+++ Extracted material +++

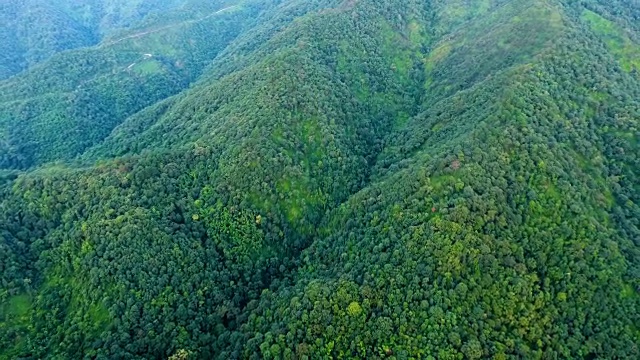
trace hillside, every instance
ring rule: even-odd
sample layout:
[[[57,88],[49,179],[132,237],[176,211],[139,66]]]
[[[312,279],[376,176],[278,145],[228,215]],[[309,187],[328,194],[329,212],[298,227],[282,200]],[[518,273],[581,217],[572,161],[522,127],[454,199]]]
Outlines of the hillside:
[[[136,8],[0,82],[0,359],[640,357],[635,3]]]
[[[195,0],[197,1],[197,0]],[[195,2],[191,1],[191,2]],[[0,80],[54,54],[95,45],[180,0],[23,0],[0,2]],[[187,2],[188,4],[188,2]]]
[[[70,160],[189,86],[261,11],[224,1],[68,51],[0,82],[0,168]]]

+++
+++ Extracted material +++

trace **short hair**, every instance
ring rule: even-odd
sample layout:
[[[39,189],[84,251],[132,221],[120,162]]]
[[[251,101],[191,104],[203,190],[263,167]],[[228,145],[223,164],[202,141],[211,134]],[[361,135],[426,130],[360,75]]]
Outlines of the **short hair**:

+++

Task goal:
Look above for the line with "[[[39,189],[84,251],[132,221],[120,162]]]"; retype exactly that line, every line after it up to the line with "Outlines of the **short", and that line too, nothing else.

Solution to the problem:
[[[39,189],[84,251],[132,221],[120,162]]]
[[[251,101],[191,104],[203,190],[263,167]],[[228,145],[223,164],[202,141],[211,134]],[[361,135],[426,130],[360,75]]]
Outlines of the **short hair**:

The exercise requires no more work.